STATED EXERCISE: Lay out the listing below as a Markdown table with the columns Row and Line. Start at the line containing "Note: mark the shrub" and run through the last line of the listing, including both, numbering each row and leaving out blank lines.

SUPPLIED RECORDS:
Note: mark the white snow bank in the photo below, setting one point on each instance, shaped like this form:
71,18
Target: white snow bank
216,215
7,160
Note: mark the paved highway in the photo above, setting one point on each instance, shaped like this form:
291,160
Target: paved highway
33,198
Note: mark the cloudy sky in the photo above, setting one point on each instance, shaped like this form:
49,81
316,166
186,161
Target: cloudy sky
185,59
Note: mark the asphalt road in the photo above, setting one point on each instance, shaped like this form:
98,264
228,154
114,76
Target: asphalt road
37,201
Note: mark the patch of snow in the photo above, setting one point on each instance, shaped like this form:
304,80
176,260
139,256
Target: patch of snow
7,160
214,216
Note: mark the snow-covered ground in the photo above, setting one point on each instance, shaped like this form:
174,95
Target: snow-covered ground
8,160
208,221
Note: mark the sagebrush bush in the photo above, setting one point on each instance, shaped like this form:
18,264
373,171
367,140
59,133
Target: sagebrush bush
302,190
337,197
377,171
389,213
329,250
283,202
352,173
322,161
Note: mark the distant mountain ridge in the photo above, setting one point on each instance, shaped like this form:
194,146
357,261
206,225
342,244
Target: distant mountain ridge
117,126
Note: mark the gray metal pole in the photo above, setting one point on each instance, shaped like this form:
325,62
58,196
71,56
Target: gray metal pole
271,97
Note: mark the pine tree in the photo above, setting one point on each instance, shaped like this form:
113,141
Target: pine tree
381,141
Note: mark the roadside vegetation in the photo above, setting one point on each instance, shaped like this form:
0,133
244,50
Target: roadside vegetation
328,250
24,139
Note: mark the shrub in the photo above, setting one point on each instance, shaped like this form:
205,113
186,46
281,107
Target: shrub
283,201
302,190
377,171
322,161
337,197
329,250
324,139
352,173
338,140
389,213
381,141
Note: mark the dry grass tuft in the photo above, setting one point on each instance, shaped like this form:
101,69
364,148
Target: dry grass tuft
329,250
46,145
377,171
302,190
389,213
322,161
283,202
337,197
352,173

TASK RESPONSE:
| Row | Line |
|---|---|
| 1 | Note: mark the shrub in the photo above, setting one point on each instance, shaped like this form: |
| 2 | 205,113 |
| 3 | 186,46 |
| 4 | 281,107 |
| 5 | Target: shrub |
| 6 | 283,201 |
| 7 | 302,190 |
| 8 | 377,171 |
| 9 | 322,161 |
| 10 | 337,197 |
| 11 | 329,250 |
| 12 | 324,139 |
| 13 | 352,173 |
| 14 | 338,140 |
| 15 | 389,213 |
| 16 | 381,141 |
| 17 | Note: mark the dry grass tuft in the photo above, setting one point on each instance, shaped like this form: |
| 18 | 101,69 |
| 19 | 364,148 |
| 20 | Target: dry grass tuft |
| 21 | 329,250 |
| 22 | 46,145 |
| 23 | 377,171 |
| 24 | 302,190 |
| 25 | 389,213 |
| 26 | 322,161 |
| 27 | 283,202 |
| 28 | 337,197 |
| 29 | 352,173 |